GIVEN PASSAGE section start
Devices based on microcalorimetry (developed by IBM) have demonstrated that it is feasible to measure very small quantities of specific gases (Gimzewski et al., 1994). Using gold-coated, silicon cantilever arrays, the stress-induced bending of the cantilevers with molecular adsorption can be detected optically, and arrays of such structures are being developed as the equivalent of an artificial nose (Lang et al., 1999). By operating the sensor in several different modes, including cantilever bending (static) or resonance frequency shift tracking (dynamic), “orthogonal” responses can be obtained to distinguish between similar compounds. These devices are still in development but are worth watching for near-term (less than five years) commercial availability. Specificity and robustness in the field remain areas of concern for military applications.
GIVEN PASSAGE section end
> _TASKS TO PERFORM_:
1. In the passage on cantilever gas sensors, which company developed the devices based on microcalorimetry?
2. Please repeat the part of the passage on cantilever gas sensors starting with "Devices based on" and going on through "for military applications.".
3. Pick up the passage on cantilever gas sensors after its last sentence and continue writing it.
INPUT DATA section start
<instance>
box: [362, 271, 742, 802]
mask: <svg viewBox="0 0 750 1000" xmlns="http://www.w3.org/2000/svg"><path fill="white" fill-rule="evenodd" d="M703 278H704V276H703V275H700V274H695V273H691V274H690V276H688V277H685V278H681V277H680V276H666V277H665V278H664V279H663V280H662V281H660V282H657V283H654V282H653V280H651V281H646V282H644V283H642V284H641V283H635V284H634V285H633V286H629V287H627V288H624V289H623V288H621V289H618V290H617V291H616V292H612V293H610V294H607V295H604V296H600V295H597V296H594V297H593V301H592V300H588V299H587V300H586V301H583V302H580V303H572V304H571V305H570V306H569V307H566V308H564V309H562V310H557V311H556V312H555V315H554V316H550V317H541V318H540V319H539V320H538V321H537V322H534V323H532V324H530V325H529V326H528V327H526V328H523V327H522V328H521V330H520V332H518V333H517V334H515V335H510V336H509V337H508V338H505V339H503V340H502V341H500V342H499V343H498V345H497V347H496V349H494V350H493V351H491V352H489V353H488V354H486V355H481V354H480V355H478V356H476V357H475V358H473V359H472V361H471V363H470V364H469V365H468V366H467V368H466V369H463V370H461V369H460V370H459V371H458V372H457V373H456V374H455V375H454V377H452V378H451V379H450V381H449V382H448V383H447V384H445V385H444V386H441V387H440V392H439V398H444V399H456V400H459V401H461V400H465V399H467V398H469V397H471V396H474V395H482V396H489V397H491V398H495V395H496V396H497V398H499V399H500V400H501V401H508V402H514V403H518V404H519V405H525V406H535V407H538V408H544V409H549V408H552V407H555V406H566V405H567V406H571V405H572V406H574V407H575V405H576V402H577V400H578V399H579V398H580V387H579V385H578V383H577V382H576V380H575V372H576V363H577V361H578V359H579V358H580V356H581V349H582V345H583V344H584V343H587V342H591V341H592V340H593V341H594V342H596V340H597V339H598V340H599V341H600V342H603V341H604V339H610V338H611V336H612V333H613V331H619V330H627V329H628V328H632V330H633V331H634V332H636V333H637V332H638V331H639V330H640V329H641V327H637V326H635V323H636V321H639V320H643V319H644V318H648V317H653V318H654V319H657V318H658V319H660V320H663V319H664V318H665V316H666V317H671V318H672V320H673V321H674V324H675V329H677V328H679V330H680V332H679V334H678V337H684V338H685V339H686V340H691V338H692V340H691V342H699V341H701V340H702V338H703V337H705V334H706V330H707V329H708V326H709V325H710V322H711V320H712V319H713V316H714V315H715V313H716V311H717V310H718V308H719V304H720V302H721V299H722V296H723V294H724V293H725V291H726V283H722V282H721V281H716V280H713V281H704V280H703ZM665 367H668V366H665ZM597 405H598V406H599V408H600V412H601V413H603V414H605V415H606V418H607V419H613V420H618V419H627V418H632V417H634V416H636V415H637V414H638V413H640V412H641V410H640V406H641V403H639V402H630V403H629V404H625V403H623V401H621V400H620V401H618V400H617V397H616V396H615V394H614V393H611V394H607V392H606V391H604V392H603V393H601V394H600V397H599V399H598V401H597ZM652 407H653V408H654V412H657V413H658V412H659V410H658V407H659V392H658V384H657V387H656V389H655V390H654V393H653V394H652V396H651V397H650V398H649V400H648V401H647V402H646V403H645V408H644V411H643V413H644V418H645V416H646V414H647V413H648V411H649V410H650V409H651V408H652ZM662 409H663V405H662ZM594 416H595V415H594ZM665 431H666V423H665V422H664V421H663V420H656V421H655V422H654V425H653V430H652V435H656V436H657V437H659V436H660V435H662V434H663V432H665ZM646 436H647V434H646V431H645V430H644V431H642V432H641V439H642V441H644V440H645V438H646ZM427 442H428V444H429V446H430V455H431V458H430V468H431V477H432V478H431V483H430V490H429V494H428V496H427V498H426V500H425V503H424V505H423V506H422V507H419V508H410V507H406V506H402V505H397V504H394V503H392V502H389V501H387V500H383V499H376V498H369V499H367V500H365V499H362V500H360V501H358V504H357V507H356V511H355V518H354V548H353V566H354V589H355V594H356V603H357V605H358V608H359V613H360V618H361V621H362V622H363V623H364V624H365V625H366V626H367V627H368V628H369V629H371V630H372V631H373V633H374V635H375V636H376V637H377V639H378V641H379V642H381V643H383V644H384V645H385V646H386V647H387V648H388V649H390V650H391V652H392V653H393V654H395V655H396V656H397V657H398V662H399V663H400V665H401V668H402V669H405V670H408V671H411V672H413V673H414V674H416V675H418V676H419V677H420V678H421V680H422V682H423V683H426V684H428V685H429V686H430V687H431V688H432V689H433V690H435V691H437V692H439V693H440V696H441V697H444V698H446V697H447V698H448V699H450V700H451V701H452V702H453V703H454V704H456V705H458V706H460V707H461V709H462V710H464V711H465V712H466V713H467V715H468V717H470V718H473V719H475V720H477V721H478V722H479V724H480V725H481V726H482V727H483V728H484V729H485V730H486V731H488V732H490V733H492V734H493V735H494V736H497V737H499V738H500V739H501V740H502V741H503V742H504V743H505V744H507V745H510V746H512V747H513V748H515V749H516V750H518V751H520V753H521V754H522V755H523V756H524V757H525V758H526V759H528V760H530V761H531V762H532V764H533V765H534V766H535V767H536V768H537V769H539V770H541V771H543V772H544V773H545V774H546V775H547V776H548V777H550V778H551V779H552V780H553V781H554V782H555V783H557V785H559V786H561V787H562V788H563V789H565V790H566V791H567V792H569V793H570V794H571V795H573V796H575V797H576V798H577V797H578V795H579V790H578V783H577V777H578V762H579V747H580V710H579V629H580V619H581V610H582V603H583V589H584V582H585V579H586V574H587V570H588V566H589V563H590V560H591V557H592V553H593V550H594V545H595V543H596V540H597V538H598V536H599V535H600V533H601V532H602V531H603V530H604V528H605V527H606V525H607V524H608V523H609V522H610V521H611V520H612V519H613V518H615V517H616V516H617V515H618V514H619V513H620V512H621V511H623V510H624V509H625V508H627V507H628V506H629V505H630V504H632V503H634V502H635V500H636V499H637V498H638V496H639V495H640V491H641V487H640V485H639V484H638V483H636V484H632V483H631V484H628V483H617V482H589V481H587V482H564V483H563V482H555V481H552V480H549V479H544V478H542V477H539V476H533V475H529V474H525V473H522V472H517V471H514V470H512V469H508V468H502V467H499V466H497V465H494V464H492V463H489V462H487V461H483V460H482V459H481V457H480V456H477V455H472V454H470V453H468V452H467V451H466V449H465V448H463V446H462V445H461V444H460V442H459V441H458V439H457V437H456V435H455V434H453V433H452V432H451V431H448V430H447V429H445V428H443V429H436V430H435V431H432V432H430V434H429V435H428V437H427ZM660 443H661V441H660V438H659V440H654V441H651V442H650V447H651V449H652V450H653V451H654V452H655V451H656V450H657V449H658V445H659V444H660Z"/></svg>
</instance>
INPUT DATA section end
> _ANSWERS BY ITEM NUMBER_:
1. IBM

2.
Devices based on microcalorimetry (developed by IBM) have demonstrated that it is feasible to measure very small quantities of specific gases (Gimzewski et al., 1994). Using gold-coated, silicon cantilever arrays, the stress-induced bending of the cantilevers with molecular adsorption can be detected optically, and arrays of such structures are being developed as the equivalent of an artificial nose (Lang et al., 1999). By operating the sensor in several different modes, including cantilever bending (static) or resonance frequency shift tracking (dynamic), “orthogonal” responses can be obtained to distinguish between similar compounds. These devices are still in development but are worth watching for near-term (less than five years) commercial availability. Specificity and robustness in the field remain areas of concern for military applications.

3.
Conductivity-based devices rely on the change in the resistance of a thin conducting film with adsorption or absorption of specific gases (Najafi et al., 1994). If metal- or metal-oxide-detecting films are used, they are supported on dielectric platforms that are thermally isolated from the body of the chip and its package (see Figure C-2). Because these devices typically operate at elevated temperatures (200–400°C), the on-state power requirements are tens of milliwatts or more for a single element. Response times are a few seconds. Conductivity-based devices can be very useful for detecting trace quantities of gases (a few parts per million or less), but they become saturated when a few monolayers of surface coverage are obtained. Even if the power requirements for such devices are acceptable, high specificity and selectivity are difficult to obtain. Selectively permeable membranes and/or detector arrays coated with many different films are being explored to improve performance. Microprocessor-based detection algorithms and/or neural nets to deconvolve the array signature into information on specific gases in a gaseous mixture will then have to be developed (Osbourn et al., 1994).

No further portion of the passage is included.